* Begin Text block *

Installation view of “Leilah Babirye: We Have a History,” de Young Museum, San Francisco, Calif., 2024. | Photo by Gary Sexton, Courtesy de Young Museum
WORKING WITH TRADITIONAL ceramic and wood-carving methods from Western and Central Africa, Leilah Babirye (b. 1985) makes contemporary sculptures that are all her own. She produces hand-built ceramic busts with dynamic glazes and uses a chain saw and gouges, whittles, and scorches wood to form masks and ebonized totemic sculptures. The expressive works are portraits representing her LGBTQ+ community.
Born in Kampala, Uganda, Babirye lives and works in Brooklyn, N.Y. “Leilah Babirye: We Have a History” at the de Young Museum in San Francisco, Calif., is her first solo museum exhibition in the United States. She is presenting 12 sculptures composed of ceramic, wood, and discarded objects such as chains, bicycle tires, nails, screws, and wire. Three of the works were created specifically for the de Young show.
“Leilah Babirye is an artist who’s drawing on history, but building and innovating in this contemporary moment. There’s so much playfulness, and fearlessness in how she approaches clay, and her sculptures,” Natasha Becker, the de Young’s curator of African art said in a museum video the museum made about the artist.
“It’s not only about this monumentality and the size of the sculptures, but it’s really about how much space Leilah Babirye is creating for queer people, for queer community. And that is quite extraordinary.”
“Leilah Babirye is an artist who’s drawing on history, but building and innovating in this contemporary moment. There’s so much playfulness, and fearlessness in how she approaches clay, and her sculptures.”

* End Text block *

■ **Given instruction 1**
Write out the part of the article on Leilah Babirye that begins with the words containing "Born in Kampala, Uganda, Babirye" and ends with "de Young show.".

* Begin Materials provided *

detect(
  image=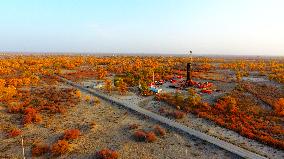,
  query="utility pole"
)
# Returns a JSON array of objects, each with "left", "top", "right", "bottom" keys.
[{"left": 186, "top": 51, "right": 192, "bottom": 83}]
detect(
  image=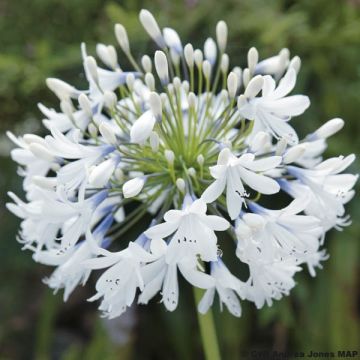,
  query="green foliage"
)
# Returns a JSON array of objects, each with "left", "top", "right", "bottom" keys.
[{"left": 0, "top": 0, "right": 360, "bottom": 359}]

* End Materials provided *

■ **Given instruction 2**
Pick out every line of the records that contains the string "left".

■ **Task answer 1**
Born in Kampala, Uganda, Babirye lives and works in Brooklyn, N.Y. “Leilah Babirye: We Have a History” at the de Young Museum in San Francisco, Calif., is her first solo museum exhibition in the United States. She is presenting 12 sculptures composed of ceramic, wood, and discarded objects such as chains, bicycle tires, nails, screws, and wire. Three of the works were created specifically for the de Young show.

■ **Task answer 2**
# Returns a JSON array of objects, each with "left", "top", "right", "bottom" keys.
[{"left": 186, "top": 51, "right": 192, "bottom": 83}]
# Returns a JSON array of objects, each with "left", "top", "right", "bottom" keys.
[{"left": 0, "top": 0, "right": 360, "bottom": 359}]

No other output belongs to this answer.